> [Directions]:
Keep only the lines that hold the string "water", filtering out the rest of the entries below.

> [Working data]:
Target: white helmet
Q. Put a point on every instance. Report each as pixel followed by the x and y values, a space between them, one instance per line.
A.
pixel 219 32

--

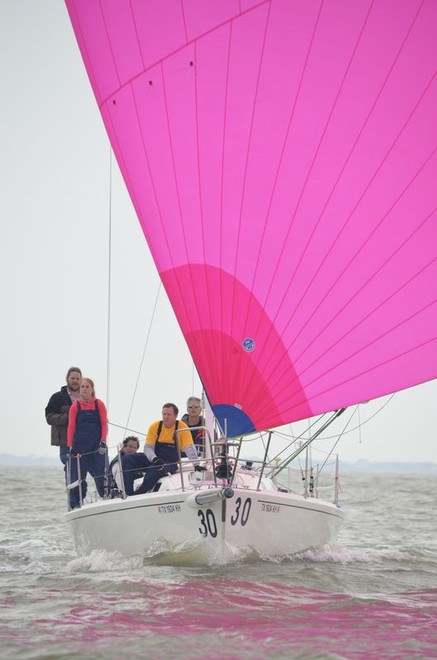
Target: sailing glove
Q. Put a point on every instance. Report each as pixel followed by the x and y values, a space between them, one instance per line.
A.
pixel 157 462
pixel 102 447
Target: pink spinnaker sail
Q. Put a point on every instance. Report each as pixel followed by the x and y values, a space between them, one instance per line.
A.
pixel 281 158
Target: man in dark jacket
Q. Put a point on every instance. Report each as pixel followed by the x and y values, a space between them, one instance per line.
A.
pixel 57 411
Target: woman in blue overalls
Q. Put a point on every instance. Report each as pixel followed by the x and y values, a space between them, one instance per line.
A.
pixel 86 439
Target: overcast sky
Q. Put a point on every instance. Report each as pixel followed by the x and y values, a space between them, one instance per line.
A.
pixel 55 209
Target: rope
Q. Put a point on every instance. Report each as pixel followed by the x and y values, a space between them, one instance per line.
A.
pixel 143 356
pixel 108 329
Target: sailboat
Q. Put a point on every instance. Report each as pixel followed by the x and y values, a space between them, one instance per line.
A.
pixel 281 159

* * *

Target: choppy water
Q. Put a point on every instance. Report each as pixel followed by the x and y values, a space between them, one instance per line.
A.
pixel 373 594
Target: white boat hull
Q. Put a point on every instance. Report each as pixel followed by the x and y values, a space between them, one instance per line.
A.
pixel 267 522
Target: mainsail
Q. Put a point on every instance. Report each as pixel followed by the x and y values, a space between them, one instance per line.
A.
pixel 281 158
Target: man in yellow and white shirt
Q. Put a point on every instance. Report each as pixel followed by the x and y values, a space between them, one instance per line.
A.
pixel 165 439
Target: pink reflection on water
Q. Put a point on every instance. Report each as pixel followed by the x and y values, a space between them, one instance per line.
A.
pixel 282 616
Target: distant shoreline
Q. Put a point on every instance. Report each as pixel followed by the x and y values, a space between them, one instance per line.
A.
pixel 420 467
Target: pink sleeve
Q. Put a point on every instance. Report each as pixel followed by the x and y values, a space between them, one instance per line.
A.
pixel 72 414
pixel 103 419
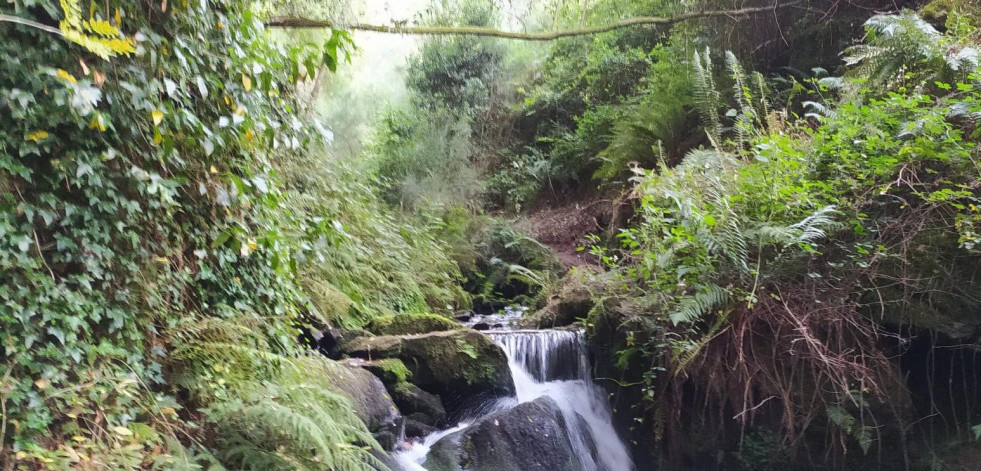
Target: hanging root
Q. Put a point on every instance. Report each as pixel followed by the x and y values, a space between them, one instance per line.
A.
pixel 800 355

> [Exercise solution]:
Target: choppy water
Target: pink reflection on water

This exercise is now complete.